[Prompt]: Please make an exact copy of the lines from the one holding "point(51, 309)" through the end of the data, both ends included, with no pictures.

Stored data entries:
● ● ● ● ●
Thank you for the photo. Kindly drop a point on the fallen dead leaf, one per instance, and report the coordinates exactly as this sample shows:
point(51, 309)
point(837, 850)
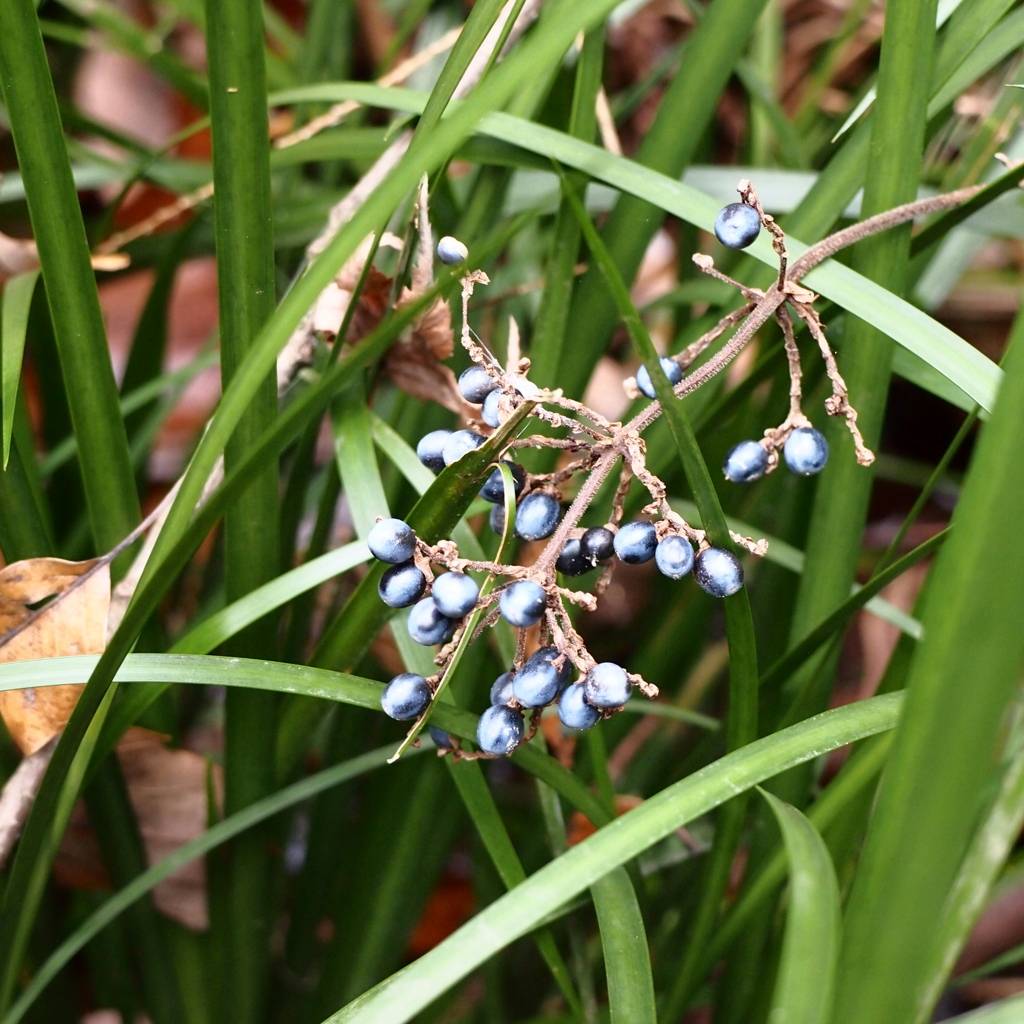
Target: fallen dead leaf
point(73, 623)
point(168, 792)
● ● ● ● ●
[Solved exercise]:
point(51, 309)
point(837, 850)
Target: fallen dead leaf
point(73, 623)
point(168, 792)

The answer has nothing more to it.